Input Start Marker
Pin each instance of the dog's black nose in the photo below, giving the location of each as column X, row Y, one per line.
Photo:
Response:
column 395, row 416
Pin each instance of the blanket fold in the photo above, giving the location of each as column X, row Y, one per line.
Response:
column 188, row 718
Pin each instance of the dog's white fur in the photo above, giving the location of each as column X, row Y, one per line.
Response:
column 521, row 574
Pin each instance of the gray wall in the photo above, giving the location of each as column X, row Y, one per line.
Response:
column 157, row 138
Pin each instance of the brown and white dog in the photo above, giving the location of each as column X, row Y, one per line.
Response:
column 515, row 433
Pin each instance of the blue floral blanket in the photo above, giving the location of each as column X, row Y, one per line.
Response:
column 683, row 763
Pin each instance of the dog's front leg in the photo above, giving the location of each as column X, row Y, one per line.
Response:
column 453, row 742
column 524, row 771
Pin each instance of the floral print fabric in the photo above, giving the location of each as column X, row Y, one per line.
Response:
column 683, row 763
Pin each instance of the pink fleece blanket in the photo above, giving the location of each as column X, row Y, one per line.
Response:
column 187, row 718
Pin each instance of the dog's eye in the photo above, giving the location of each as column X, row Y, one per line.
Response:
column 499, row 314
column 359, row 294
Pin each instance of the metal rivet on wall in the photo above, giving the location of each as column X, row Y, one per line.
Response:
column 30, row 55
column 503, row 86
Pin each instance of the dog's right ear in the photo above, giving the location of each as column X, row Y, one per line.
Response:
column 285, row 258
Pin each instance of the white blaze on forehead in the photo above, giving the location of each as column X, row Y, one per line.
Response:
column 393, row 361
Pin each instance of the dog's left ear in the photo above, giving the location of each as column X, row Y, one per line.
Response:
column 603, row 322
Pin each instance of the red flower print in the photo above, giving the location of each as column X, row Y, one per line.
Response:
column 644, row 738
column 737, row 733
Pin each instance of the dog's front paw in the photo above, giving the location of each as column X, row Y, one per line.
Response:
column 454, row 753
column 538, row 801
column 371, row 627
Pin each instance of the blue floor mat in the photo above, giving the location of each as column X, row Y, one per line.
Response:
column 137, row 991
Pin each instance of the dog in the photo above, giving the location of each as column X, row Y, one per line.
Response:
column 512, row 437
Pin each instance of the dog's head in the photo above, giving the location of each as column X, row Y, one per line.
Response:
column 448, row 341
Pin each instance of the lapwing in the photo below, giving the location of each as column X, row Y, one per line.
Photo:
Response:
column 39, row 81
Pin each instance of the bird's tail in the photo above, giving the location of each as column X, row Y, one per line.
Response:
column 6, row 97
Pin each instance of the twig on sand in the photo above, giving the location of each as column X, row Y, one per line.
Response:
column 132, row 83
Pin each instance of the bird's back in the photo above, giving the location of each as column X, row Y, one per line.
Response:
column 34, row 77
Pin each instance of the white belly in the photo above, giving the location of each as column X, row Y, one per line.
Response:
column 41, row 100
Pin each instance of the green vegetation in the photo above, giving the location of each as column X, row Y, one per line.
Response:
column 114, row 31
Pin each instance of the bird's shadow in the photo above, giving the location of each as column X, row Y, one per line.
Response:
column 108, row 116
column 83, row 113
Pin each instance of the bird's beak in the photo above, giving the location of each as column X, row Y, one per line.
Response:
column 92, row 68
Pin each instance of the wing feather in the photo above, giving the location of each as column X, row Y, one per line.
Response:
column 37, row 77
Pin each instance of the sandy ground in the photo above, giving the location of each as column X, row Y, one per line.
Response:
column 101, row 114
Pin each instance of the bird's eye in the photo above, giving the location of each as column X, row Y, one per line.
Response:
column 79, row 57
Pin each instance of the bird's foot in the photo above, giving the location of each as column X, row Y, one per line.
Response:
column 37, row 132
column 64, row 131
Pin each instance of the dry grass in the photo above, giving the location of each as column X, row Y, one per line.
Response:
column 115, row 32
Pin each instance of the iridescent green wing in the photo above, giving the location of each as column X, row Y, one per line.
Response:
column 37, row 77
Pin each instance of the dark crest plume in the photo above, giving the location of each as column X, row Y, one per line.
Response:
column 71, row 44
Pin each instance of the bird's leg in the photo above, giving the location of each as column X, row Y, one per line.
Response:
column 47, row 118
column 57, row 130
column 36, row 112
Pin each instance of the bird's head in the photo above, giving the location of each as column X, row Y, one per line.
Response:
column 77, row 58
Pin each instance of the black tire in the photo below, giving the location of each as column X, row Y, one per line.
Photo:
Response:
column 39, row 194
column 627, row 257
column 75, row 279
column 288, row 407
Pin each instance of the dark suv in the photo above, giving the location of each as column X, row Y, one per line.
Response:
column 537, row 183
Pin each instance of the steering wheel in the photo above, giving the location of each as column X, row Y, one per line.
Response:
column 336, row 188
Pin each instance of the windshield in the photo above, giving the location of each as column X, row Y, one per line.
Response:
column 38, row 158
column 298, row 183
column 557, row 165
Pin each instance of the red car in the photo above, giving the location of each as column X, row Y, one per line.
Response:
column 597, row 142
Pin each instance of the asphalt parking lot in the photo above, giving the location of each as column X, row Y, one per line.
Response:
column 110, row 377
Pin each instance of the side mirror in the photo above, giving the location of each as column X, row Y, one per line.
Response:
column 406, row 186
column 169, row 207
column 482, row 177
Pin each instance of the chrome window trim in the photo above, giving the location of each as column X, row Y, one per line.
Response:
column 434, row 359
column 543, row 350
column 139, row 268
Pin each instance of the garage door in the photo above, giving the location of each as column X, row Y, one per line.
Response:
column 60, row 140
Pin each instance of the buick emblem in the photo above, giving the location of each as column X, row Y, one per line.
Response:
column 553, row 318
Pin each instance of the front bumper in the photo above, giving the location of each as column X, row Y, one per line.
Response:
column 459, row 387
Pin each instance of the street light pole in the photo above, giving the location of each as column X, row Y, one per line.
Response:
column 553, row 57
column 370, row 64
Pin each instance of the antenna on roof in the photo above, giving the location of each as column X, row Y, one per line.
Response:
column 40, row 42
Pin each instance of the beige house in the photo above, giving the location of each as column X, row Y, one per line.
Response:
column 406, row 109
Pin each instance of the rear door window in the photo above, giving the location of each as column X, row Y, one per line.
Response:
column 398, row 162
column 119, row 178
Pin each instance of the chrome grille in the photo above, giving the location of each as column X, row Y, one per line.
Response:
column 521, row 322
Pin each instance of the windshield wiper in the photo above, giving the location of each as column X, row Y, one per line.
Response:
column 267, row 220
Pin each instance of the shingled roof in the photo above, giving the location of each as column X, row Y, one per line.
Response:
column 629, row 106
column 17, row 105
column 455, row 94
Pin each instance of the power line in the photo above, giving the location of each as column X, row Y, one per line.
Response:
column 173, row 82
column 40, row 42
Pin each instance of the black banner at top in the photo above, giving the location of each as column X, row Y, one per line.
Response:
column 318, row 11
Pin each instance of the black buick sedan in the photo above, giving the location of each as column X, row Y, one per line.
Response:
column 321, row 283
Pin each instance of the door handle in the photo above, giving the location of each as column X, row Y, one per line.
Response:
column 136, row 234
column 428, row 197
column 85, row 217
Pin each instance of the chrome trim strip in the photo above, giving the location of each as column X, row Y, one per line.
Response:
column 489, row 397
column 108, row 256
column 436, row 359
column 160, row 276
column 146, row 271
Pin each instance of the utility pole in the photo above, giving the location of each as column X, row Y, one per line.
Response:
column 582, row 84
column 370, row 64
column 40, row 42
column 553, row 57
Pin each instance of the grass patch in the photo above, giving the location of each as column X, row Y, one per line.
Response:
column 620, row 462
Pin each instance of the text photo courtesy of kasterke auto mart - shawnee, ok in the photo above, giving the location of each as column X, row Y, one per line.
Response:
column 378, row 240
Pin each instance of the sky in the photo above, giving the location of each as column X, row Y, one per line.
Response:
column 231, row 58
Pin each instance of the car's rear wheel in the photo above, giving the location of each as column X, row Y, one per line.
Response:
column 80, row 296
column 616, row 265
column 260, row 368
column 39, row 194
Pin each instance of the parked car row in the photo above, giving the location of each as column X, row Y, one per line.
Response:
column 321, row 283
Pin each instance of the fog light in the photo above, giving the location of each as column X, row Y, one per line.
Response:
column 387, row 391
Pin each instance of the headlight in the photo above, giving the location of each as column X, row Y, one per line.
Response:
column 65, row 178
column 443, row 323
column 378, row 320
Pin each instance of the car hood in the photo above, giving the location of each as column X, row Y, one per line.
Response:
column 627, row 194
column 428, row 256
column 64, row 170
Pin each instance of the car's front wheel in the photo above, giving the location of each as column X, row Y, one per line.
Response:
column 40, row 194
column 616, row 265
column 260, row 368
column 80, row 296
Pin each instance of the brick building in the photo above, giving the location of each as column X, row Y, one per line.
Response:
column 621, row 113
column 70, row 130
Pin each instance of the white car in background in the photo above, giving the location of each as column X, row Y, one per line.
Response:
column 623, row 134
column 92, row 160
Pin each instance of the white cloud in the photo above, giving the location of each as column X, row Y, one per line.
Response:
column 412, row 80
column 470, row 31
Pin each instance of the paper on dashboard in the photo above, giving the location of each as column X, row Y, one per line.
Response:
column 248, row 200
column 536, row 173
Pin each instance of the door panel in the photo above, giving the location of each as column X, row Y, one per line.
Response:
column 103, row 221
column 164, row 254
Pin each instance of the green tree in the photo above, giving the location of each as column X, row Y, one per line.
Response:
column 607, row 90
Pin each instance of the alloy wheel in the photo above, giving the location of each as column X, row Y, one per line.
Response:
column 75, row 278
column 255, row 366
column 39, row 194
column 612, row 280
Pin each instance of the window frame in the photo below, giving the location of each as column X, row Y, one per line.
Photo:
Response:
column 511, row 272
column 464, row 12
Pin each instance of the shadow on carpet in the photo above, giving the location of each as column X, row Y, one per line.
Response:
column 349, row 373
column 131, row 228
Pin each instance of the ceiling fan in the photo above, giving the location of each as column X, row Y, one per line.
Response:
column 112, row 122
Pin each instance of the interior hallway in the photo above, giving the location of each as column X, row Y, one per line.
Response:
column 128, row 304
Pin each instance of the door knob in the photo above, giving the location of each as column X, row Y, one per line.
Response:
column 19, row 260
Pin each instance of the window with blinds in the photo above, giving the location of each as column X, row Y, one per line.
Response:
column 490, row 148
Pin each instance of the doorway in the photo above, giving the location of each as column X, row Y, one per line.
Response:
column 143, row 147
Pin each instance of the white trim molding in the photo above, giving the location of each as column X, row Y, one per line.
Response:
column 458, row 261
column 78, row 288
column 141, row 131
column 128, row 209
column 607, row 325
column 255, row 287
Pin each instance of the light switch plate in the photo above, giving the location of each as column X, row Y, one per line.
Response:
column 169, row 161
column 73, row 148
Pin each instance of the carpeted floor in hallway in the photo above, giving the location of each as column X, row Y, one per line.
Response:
Input End Marker
(Work to complete):
Find the line with "Pin each instance of the black tire" in the material above. Reproduce it and each line after it up to and including the line with "Pin each instance of the steering".

(Response):
Pin each instance of the black tire in the photo below, giving the location of each as column X, row Y, one per line.
Photo:
Response:
column 39, row 194
column 627, row 257
column 75, row 279
column 288, row 407
Pin each instance of the dark suv in the photo above, giving the location of each as column X, row Y, one per line.
Response:
column 537, row 183
Pin each instance of the steering wheel in the photo above, giving the location of each as column X, row Y, one per line.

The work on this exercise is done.